- **The problem**
Transcribe the data exactly, omitting whatever pictures it holds.

- **Available data**
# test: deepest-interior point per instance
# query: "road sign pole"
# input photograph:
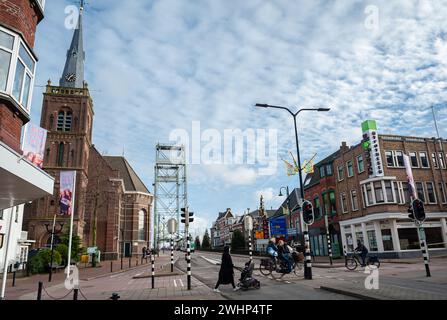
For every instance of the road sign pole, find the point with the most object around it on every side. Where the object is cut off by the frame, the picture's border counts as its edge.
(172, 252)
(424, 248)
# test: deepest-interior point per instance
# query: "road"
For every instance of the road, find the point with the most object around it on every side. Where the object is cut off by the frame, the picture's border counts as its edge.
(205, 268)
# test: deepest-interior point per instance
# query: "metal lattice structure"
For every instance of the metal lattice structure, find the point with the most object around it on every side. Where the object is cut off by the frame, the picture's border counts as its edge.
(170, 189)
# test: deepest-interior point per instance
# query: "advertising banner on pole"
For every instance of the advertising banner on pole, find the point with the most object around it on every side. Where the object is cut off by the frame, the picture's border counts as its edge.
(66, 191)
(34, 144)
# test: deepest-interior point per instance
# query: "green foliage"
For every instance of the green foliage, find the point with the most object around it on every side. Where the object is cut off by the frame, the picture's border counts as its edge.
(63, 251)
(206, 241)
(39, 263)
(237, 241)
(198, 243)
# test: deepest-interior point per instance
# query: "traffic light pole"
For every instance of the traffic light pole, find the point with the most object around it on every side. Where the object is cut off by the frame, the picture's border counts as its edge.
(424, 247)
(308, 262)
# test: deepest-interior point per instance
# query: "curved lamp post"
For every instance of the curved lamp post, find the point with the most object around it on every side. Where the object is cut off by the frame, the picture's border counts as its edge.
(308, 264)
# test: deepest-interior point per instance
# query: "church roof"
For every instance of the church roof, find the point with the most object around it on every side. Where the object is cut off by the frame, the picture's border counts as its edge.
(131, 180)
(73, 75)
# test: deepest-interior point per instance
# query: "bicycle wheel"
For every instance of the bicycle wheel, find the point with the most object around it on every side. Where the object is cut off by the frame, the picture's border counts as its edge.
(266, 269)
(299, 266)
(351, 264)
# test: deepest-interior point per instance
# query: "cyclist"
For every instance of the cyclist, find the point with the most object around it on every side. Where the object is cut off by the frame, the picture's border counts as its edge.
(362, 251)
(284, 255)
(272, 249)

- **Your solution**
# test: deepest-interior point per instance
# query: "road sign pole"
# input photograph:
For every instance of the road sign pole, find the point with the most object around it on every side. Where the object is cut off by the frame, the picture's border counts as its edge.
(172, 252)
(424, 248)
# test: deepest-interior point per instance
# query: "road"
For every instance of the road, find the point with the most object around it on every side. Where the object is cut off by the frame, the picture's border counts as its edge.
(205, 268)
# test: deepest-interior point per instance
# query: "metal lattice structure"
For every instance of the metal lattice structure, find the point with the most object around it on every side. Where the object is cut off by the frame, the picture's border counts as its edge.
(170, 189)
# test: deepest-interior point per instance
# query: "advertising banner on pole"
For every instance of the advertising banner on pole, find the point with the most object around it on every side. Where the object is cut off by the frame, the picture's border counts as its edge.
(66, 191)
(34, 144)
# test: deepest-interior point per instance
# query: "green foliage"
For every instance of the green foliage, find the point with the most object around it on every side. Where the object is cut off by the frame, the picture's border counts as its edge.
(63, 251)
(206, 241)
(39, 263)
(237, 241)
(198, 243)
# test: deepest-interior point per instance
# query: "traffic light pole"
For every instance of the traffic light pole, find the point with the most object around it on every side. Where the object is cut off by the frame, the picture's border counts as its edge.
(424, 247)
(308, 262)
# test: deepest-interior point per instance
# query: "curved lamp post"
For every instance of the curved lamp post, find the point with the most object around it on every side. Where the object is cut off by the frame, the picture's border counts as its edge.
(308, 264)
# test: deepest-interior point per instance
# query: "church roof"
For every instance of the church roof, find the point with the most object around it on every side. Where the object is cut off by the frame, the picture's border counts as its edge.
(131, 180)
(73, 75)
# test: deepest-interior point per instance
# query: "bicycle wheel"
For every instance of the bicycle wheel, find the point with the most object around it on every side. Where the object is cut off by the frame, the picture's border counts as its edge.
(266, 269)
(299, 266)
(351, 264)
# test: deepest-interior point per instance
# query: "cyclist"
For every instance of the cyclist, find the point with the most object around it on every side. Where the object is cut off by the frame, the picture's border counts as its edge.
(362, 251)
(284, 255)
(272, 249)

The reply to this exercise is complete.